*** Information given
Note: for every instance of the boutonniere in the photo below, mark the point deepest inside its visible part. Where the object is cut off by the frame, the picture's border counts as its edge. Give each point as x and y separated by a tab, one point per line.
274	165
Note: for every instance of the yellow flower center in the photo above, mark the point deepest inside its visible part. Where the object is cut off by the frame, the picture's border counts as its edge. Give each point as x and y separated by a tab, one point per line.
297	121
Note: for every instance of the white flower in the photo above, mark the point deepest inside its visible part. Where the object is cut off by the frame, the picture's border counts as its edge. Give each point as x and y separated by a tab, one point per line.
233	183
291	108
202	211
******
* _Task description_: Give the listing again exactly as it appears.

* _Answer for this exercise_:
Note: for every instance of the boutonniere in the photo below, mark the point deepest inside its visible part. Where the object is cut off by the frame, the picture's border counts as its edge. Give each point as x and y separated by a tab, one point per line.
274	165
Note: for every instance of the yellow flower center in the photo above, mark the point deepest inside its visible part. Where the object is cut off by the frame, the picture's border counts as its edge. Give each point as x and y separated by a tab, one point per line.
297	121
Note: for every instance of the white flower in the photo above, mark the point deepest inside its visible part. Where the object is cut off by the frame, the picture's border counts as its edge. Give each point as x and y separated by a tab, one point per line.
233	183
291	108
202	211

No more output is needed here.